#### AIM OF THE EXERCISE:
Extend the text about medicating the characters of the Hundred Acre Wood, picking up right after its last sentence.

#### TEXT SECTION:
((

In every joke is a grain of truth. I assume the point of the article by Sarah Shea and colleagues is that people we think are quirky could actually use some psychoactive medication to make them normal.1 Using the quirky characters of the Hundred Acre Wood is a clever way of making the point.
However, I find it sad that we feel the need to medicate everyone into sameness. The characters in A.A. Milne's stories comprise a community of unique individuals who function quite well in their society. Who is to say that they need to be changed, if they themselves do not? Methylphenidate for Pooh, paroxetine for Piglet, clonidine for Tigger, fluoxetine for Eeyore? And the behaviour changes suggested consist mostly of separating these individuals from their support systems — getting Roo away from Tigger and Christopher Robin away from his Freudian Pooh.

))

#### INFORMATION:
((

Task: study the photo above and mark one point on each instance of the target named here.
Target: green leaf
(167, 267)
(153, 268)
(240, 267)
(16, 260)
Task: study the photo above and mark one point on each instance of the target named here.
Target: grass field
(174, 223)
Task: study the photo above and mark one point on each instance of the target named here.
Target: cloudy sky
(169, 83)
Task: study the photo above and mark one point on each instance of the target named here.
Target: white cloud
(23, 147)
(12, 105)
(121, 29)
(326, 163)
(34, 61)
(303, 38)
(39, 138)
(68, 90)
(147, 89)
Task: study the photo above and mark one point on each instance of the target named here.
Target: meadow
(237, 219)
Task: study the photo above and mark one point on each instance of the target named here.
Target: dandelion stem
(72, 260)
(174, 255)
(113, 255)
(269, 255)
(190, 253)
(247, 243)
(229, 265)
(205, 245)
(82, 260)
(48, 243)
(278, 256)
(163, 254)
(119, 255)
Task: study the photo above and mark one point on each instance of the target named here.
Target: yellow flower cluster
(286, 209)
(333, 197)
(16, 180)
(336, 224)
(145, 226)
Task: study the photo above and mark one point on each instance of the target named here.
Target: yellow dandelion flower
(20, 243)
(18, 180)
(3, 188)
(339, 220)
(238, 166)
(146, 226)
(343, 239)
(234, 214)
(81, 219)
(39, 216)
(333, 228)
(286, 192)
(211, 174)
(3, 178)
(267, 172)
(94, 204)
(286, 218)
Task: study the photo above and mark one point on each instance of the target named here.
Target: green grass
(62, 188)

))
((

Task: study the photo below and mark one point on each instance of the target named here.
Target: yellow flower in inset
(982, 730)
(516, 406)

))
((

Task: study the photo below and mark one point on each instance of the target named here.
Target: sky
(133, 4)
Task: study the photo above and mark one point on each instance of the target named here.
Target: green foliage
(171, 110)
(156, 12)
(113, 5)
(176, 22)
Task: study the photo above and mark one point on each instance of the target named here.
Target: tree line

))

#### ANSWER SPACE:
Our increasing use of mood- controlling drugs, although clearly beneficial for some people, threatens to turn us into a society that doesn't tolerate difference. Overmedicating is a problem that clinical psychologists must heed when contemplating treatment for patients. An article such as this that suggests (however cutely) that we should be looking to medicate individuals who did not seek treatment (and for the most part who did not express any dissatisfaction with their lives) pushes this problem in the wrong direction.
Finally, predicting that Kanga will end up struggling to look after multiple children “conceived in casual relationships with different fathers, stuck at a dead end with inadequate financial resources” is stereotyping, not diagnosing. Attitudes like this contribute to the lack of support and choices for single mothers and can become self-fulfilling prophesies when offered by health care professionals.